Olympic Karate: A positive or negative for the sport?


After the podium successes achieved by England’s Taekwondo team in the 2016 Olympics – coupled with the staggering viewing figures (some suggested 400 million via television alone) – perhaps all the worries surrounding the introduction of another martial art to the Tokyo 2020 Olympics can be forgotten. There has been a lot of scepticism regarding the decision to make Karate one of the demonstration sports in the Tokyo Olympics, not only by non-karateka but by much of the Karate and martial arts community. Many people were not sure if Karate would bring anything new to the games, considering there are already 2 other contact/striking sports: Boxing and Taekwondo. Could this exposure lead a lesser known sport to reach the same level of success as Boxing, or simply lead us to forget the traditional roots of Karate?

In its most traditional form, Karate was considered a way of life. It taught its students self-improvement, self-defence and holistic development through the practising of difficult and occasionally dangerous techniques. These deeply ingrained features meant that Karate was not considered a sport in its early stages. Rather than teaching competition and a “how to win” mentality, it taught its followers how to improve themselves and become better more developed people. It was only later when instructors started creating clubs in an attempt to make it accessible, that a competitive element was introduced.

□ □ □ □

## EXPLORE THE MATERIAL
1: Can you repeat, word for word, the part of the Olympic karate article that opens with the words containing "Olympic Karate: A" and closes with "roots of Karate?"?
2: Could you pick up the Olympic karate article at its last sentence and carry it on from there?

## SUPPLIED RECORDS
□ □ □ □

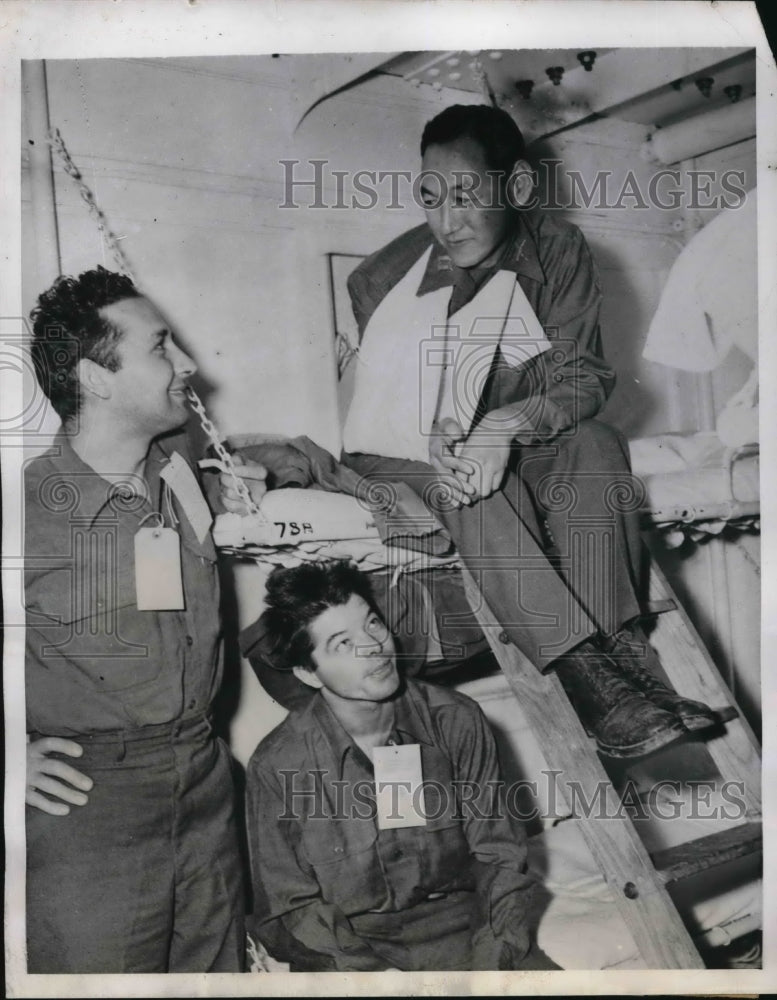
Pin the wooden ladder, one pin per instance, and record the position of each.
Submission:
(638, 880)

□ □ □ □

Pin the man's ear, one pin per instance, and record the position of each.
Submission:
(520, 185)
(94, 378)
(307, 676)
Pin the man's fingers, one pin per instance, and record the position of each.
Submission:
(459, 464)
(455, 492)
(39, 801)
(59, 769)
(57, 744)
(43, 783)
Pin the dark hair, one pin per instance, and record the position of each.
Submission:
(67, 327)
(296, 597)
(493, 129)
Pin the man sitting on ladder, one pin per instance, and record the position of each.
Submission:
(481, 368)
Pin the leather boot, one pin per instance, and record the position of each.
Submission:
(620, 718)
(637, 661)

□ □ □ □

## ANSWERS FOR THE TASKS
1:
Olympic Karate: A positive or negative for the sport?


After the podium successes achieved by England’s Taekwondo team in the 2016 Olympics – coupled with the staggering viewing figures (some suggested 400 million via television alone) – perhaps all the worries surrounding the introduction of another martial art to the Tokyo 2020 Olympics can be forgotten. There has been a lot of scepticism regarding the decision to make Karate one of the demonstration sports in the Tokyo Olympics, not only by non-karateka but by much of the Karate and martial arts community. Many people were not sure if Karate would bring anything new to the games, considering there are already 2 other contact/striking sports: Boxing and Taekwondo. Could this exposure lead a lesser known sport to reach the same level of success as Boxing, or simply lead us to forget the traditional roots of Karate?

2:
Although Sport Karate bases much of its content and form on early Karate practise, many argue that it has started to distance itself from its heritage in a bid to make it easier to follow and more exciting to watch. The governing body has gone as far as changing rules purely for the Olympics, reducing the level of face contact and decreasing the amount of techniques available to use. All of these new features distance Sport Karate from its original purpose and practise. This has been observed in many other sports as they entered the Olympics. For example, in ‘non-Olympic’ boxing, the aim is a knockout, however Olympic rules are much stricter and do not encourage heavy contact. This makes the sport less brutal and easier to watch for a wider audience. This can also be observed in sports such as rugby.

In contrast, many people are in support of the Olympic bid, believing that it will inspire juniors and first timers to join their local Karate clubs and start training. A higher level of participation will increase the number of students, making it more competitive and improving the standard of the elite athletes, which in turn will improve Team GB’s performance in the Olympics and other major tournaments. Continued research has granted us a greater medical understanding of the effects of repeated heavy contact to the head, and as a result people are more aware and less inclined to participate in sports that pose such risks. The public have seen the affects in former athletes such as Muhammed Ali, and in younger martial artists whose lives have changed dramatically due to head trauma. It is not hard to see why rules have been changed, and perhaps that is not such a bad thing.

Whatever your view on the issue, SCAN wishes all athletes up for Olympic selection the best of luck!